Locate the line containing "Kindly provide the mask of every instance of the shrub." in the material below; repeat it and every line after it, exactly as written.
*** Begin section ***
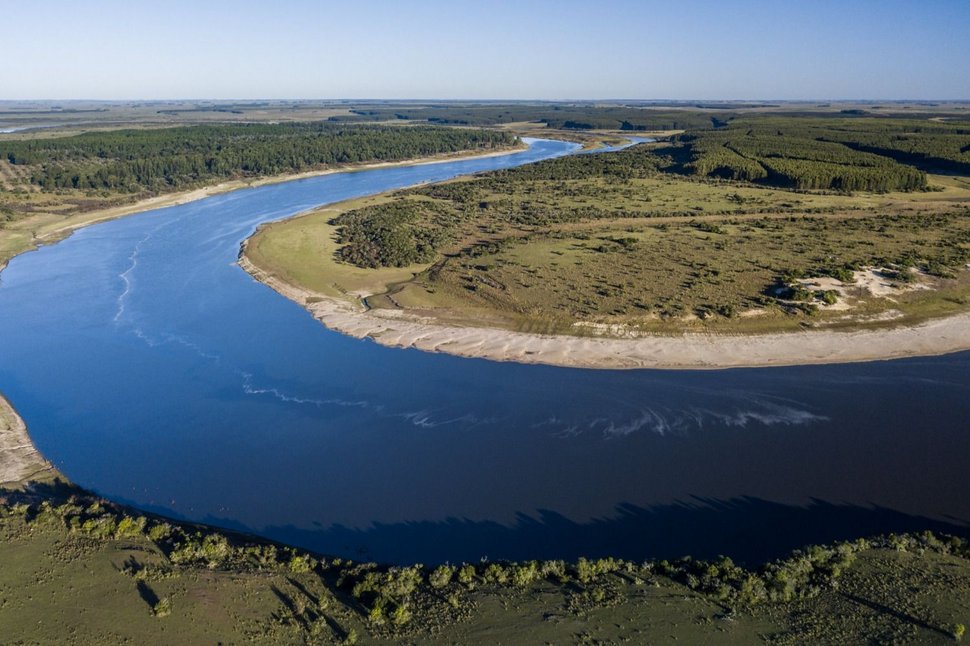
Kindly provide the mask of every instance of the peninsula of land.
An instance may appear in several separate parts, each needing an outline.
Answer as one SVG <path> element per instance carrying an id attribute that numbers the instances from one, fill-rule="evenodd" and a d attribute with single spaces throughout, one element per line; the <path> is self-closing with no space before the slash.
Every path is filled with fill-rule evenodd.
<path id="1" fill-rule="evenodd" d="M 593 368 L 970 349 L 970 136 L 746 115 L 618 152 L 328 205 L 240 264 L 331 329 Z"/>

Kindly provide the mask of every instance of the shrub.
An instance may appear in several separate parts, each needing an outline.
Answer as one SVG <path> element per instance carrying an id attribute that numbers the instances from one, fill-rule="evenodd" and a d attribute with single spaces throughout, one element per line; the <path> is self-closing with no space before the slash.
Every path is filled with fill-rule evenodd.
*** End section ***
*ANSWER FOR THE TASK*:
Kindly provide the mask of every instance of the shrub.
An instance may appear in several separate parts, each needing an outline.
Answer as one SVG <path> element per instance carrying an id attribute that numbers the instances from one, fill-rule="evenodd" and a d attribute with single spaces throughout, one element per line; the <path> is self-closing with no space before the slash.
Every path is filled with fill-rule evenodd.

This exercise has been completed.